What the task requires: Update the items below, replacing "post-event image" with "pre-event image" wherever it occurs and leaving everything else unchanged. Omit the pictures from your answer.

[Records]
[start]

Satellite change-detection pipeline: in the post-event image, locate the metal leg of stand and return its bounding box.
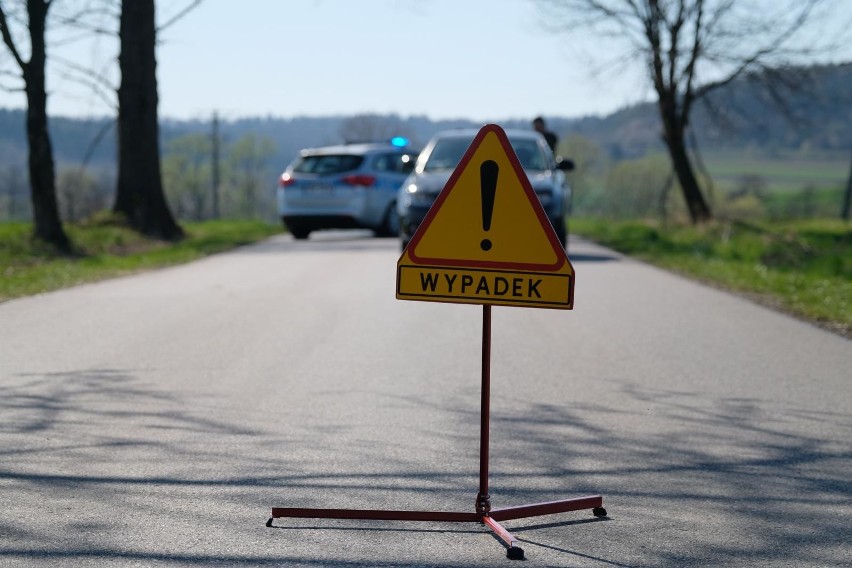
[482,517,524,560]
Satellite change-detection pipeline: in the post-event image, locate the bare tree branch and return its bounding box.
[0,4,27,69]
[157,0,203,33]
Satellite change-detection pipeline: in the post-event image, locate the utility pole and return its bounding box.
[840,149,852,221]
[210,112,220,219]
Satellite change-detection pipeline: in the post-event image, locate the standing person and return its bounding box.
[533,116,559,156]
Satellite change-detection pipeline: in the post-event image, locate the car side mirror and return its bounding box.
[556,156,574,172]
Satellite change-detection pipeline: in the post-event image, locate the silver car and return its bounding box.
[278,143,417,239]
[397,129,574,249]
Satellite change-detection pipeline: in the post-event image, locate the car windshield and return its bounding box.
[509,138,547,170]
[423,137,473,172]
[293,154,364,175]
[423,137,548,172]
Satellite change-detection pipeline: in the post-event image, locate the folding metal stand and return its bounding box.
[266,305,607,560]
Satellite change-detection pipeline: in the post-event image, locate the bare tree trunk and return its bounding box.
[0,0,71,253]
[657,95,713,223]
[840,150,852,221]
[665,124,713,223]
[113,0,183,240]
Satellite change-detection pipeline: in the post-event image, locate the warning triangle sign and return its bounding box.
[408,124,567,270]
[397,124,574,309]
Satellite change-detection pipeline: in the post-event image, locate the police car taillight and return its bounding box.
[343,174,376,187]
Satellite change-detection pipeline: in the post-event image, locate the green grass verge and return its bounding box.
[0,218,281,301]
[571,218,852,337]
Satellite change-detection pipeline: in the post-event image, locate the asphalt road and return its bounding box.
[0,233,852,568]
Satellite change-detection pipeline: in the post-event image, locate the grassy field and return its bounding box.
[703,151,849,192]
[571,219,852,338]
[0,218,281,302]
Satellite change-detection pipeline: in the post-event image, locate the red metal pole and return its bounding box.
[476,304,491,515]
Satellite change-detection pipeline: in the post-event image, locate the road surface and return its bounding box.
[0,232,852,568]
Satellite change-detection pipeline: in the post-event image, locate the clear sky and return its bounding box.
[0,0,852,120]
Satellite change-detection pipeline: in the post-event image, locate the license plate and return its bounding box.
[305,183,334,193]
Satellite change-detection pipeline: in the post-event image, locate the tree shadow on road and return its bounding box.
[0,369,852,566]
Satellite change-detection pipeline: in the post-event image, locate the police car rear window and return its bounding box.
[293,154,364,174]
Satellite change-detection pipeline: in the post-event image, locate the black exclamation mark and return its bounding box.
[479,160,500,251]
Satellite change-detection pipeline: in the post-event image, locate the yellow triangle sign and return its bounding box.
[397,124,574,309]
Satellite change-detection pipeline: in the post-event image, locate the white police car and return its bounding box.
[397,129,574,249]
[277,138,417,239]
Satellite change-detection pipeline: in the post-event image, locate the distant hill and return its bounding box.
[0,63,852,168]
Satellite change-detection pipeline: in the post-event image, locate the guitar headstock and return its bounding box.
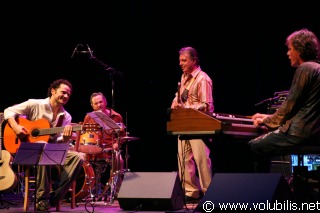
[0,112,4,125]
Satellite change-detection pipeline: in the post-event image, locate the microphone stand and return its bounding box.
[87,45,123,109]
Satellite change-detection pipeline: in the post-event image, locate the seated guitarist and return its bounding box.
[4,79,84,211]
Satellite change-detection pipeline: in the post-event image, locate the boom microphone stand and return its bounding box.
[87,44,123,109]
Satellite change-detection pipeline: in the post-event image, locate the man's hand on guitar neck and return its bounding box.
[8,118,30,138]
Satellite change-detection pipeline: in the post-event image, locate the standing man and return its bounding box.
[171,47,214,203]
[249,29,320,172]
[4,79,84,211]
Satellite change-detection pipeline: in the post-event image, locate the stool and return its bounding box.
[279,145,320,202]
[23,166,76,212]
[50,165,76,212]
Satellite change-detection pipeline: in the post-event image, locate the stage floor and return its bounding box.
[0,193,197,213]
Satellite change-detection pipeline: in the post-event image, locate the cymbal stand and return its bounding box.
[106,130,124,204]
[125,143,130,172]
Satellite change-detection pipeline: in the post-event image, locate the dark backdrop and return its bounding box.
[0,1,320,171]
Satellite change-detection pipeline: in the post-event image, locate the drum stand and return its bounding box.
[91,162,106,201]
[99,132,127,204]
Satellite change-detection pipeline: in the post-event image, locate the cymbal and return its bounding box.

[end]

Answer to this task:
Satellite change-detection pipeline: in the pre-event image, locate the metal leg of stand and return its bounding box.
[482,517,524,560]
Satellite change-detection pipeline: in the pre-event image, locate the bare tree branch and return its bounding box.
[0,4,27,69]
[157,0,203,33]
Satellite change-detection pipeline: in the pre-event image, locate the utility pole and return its bounding box.
[840,149,852,221]
[210,112,220,219]
Satellite change-detection pipeline: in the pre-event image, locate the standing person and return its bounding box.
[533,116,559,156]
Satellite change-detection pipeline: in the pre-event image, locate the car side mirror and return its bounding box.
[556,156,574,172]
Satellite change-detection pipeline: in the pre-event image, locate the silver car and return its bounding box.
[278,143,417,239]
[397,129,574,249]
Satellite change-detection pipeline: in the pre-event image, locate the car windshield and return its bounding box.
[509,138,547,170]
[423,137,473,172]
[293,154,364,175]
[423,137,548,172]
Satellite change-detection pipeline: in the pre-event image, locate the folding metal stand and return its bounding box.
[266,305,607,560]
Satellite change-detection pipeline: in the pre-event image, locate the bare tree trunk and return its bounding box.
[0,0,71,253]
[657,95,713,223]
[840,150,852,221]
[665,124,713,223]
[113,0,183,240]
Satellite change-detection pipeline: in the pre-event image, locate the warning triangle sign and return its bounding box.
[408,124,567,270]
[397,124,574,309]
Satellite change-detection pipeline: in the pre-event image, locate the police car taillight and return its bounding box.
[343,174,376,187]
Satellite change-detection pipeline: in the pre-event image, locate the green grass verge and return its bounding box.
[0,218,281,301]
[571,218,852,337]
Satellite change-detection pipeline: in the pre-event image, locate the asphalt road and return its bounding box.
[0,233,852,568]
Satellite change-detection pipeline: in the pre-event image, locate the grassy field and return its bounding box.
[703,151,849,192]
[571,219,852,338]
[0,218,281,302]
Satellite change-detection pipeline: in the pre-event image, locate the red metal pole and return its bounding box.
[476,304,491,515]
Satellite change-detection pipeline: in the pre-event image, locate the road surface and return its bounding box.
[0,232,852,568]
Satellite change-detection pipeline: in the pre-event image, locate the clear sky and return its bounding box.
[0,0,852,120]
Satellite change-detection pipeline: in the pre-event image, locate the license plate and return its bounding box.
[305,183,334,193]
Satellite change-detection pipeline: in the pre-event image, locate the tree shadow on road and return its bounding box.
[0,369,852,566]
Satellite change-detection pipeline: in the pre-event image, locate the police car rear window and return its bounding box.
[293,154,364,174]
Satellite change-detection pipeline: in the pre-event image, locate the black exclamation mark and return its bounding box.
[479,160,500,251]
Satellite change-detection pipeline: in the pre-event image, locate the yellow triangle sign and return its bounding box.
[397,124,574,309]
Satellite change-detection pipeline: in the pre-event image, locate the white police car and return its bounding box.
[397,129,574,249]
[277,138,417,239]
Satellite change-detection pipeline: in the pre-event image, locate the distant hill and return its bounding box.
[0,63,852,168]
Satellite change-detection pipeline: in the pre-event image, locate the guitar headstock and return its bounding box.
[0,112,4,125]
Satellite change-detection pipeline: in the pre-event image, locate the microphone stand and return its bounding box.
[87,45,123,109]
Satellite change-detection pipeline: in the pre-event image, locate the seated guitarist and return its bounding box.
[4,79,84,211]
Satellite change-detection pipeline: in the pre-event image, locate the boom microphone stand and return its bounding box.
[87,44,123,109]
Satellite change-detection pipeline: in the pre-event image, locate the man's hand on guitar neck and return its bounding box.
[8,118,30,138]
Satellite change-detection pipeline: in the pre-event image, locate the standing man and return its bounding box.
[171,47,214,203]
[249,29,320,172]
[4,79,84,211]
Satellite change-detection pipeline: in the pre-event image, locate the stool and return its bounding box.
[279,145,320,202]
[23,166,76,212]
[50,165,76,212]
Satellite change-detection pipeline: in the pre-event image, locate the stage floor and return its bounding box.
[0,193,197,213]
Satellite change-detection pipeline: in the pre-event image, locate the cymbal stand and return its bounding box.
[106,130,124,204]
[125,143,130,172]
Satellite change-detection pipeline: in the pre-event image, locate the dark backdrop and return its bounding box.
[0,1,320,171]
Satellite change-detection pipeline: in the pre-event image, locate the drum stand and return its bounding box.
[91,162,106,201]
[99,132,127,204]
Satellite change-detection pipeline: in the pre-event image, locate the cymbal and return its bounding box.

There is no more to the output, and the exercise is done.